This means we need specific portfolio or financial planning products that deal with volatility arbitrage, long volatility options, tail risk puts and short index futures.

Jason’s Cockroach portfolio has a large slice in volatility that can be unsettling.

This is because market drop protection strategies tend to be like an insurance premium that you pay. If you don’t claim, this becomes a cost drag on your life or portfolio.

The volatility arbitrage (trading S&P versus VIX based on the term structure of VIX futures), long volatility options and short index futures (intra-day trend following trading on market indexes) likely generate positive returns to offset the protection costs.

Trend

What is the best way to protect the portfolio from something like 2022 or markets that don’t have large drops but bleeds over the years?

You have strategies that sees what work and trending and take advantage of them.

This is the role of this slice.

Some Things to Take Note

What is different about the Cockroach portfolio and the traditional stock/bond split is more focused on protection.

But protection and defensive traditionally come at a cost because they take away from equities, which traditionally have the highest probability of getting the best returns.

What balances things out for the portfolio is that they are expected the Trend slice to do as well as equities.

But, like equities, you are likely only to harvest the returns from the trend if you have a long time horizon because trend strategy can be volatile as well.

Jason also explain that stuff like commodities and gold endure long periods where they don’t do well and if you have a large slice of it, you might not be able to get income from them.

This is why they might prefer some of these allocation to exist within the trend strategy.

Just as important is to ask this question: Is there a strategy solution that allows me to get exposure to these CTA, volatility protection? If so, do all these strategy solutions implement well?

★ ★ ★

Continue the passage on the Cockroach portfolio's volatility and trend slices, picking up after its final question.

★ ★ ★

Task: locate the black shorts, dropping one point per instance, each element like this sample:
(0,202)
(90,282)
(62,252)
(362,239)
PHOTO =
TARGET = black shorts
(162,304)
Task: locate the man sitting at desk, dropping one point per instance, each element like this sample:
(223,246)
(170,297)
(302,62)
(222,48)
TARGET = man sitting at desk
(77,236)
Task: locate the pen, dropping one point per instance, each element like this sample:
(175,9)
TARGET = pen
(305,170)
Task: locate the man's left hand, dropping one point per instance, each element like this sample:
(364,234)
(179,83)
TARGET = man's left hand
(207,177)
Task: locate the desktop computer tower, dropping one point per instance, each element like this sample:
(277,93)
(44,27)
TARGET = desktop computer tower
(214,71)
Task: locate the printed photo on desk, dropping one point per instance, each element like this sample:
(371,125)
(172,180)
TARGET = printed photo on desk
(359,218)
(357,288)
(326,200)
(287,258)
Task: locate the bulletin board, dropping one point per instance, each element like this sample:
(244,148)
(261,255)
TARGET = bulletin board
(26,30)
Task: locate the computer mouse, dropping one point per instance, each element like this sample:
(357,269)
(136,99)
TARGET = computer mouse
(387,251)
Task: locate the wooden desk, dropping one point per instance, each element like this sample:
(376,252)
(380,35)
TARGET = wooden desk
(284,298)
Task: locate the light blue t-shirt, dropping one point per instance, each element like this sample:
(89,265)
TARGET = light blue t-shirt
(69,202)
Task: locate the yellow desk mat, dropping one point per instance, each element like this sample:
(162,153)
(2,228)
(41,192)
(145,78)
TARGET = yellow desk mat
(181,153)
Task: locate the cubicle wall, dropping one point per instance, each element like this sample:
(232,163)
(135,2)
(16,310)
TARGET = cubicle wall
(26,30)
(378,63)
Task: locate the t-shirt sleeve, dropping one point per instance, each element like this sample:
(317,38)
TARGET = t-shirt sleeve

★ ★ ★

Response below →
I think the second question is quite important.

This is because while these strategies look like they work academically, not many may be able to implement them successfully and for their investors to see the benefit.

I have not come across a protection strategy, sold by others, that works very well. This may be because in recent times, the options structure is so hedged up that volatility cannot shoot through the roof.

This may be an important point: These put option protection has an effect on the market, and thus may not always work and they usually work… when a significant number of us stop buying these protections… which is so counter-intuitive.

The protection space is probably an area to pay attention to but not fully ready for financial planning prime time.

I think the underlying message may be that:

  1. It is better to be diversified so that your wealth is more anti-fragile.
  2. But a resilient portfolio may likely take away potentially high returns. You would need to make peace with this (more on this later)
  3. Many think that their version of diversification prevents the risks they wish to prevent but doesn’t really solve the risk in their head in reality. Basically, they fxxk diversification up.
  4. If there is one big glaring problem of the traditional portfolio, it is how poor bonds and to some extend equities do in an inflationary environment. Trend might be the answer but there is a question of finding good implementations.

On #2, the goal of intergenerational wealth might not be chasing high returns. Preserving wealth means growing your wealth by taking risks in a holistic manner or minimising opportunity costs.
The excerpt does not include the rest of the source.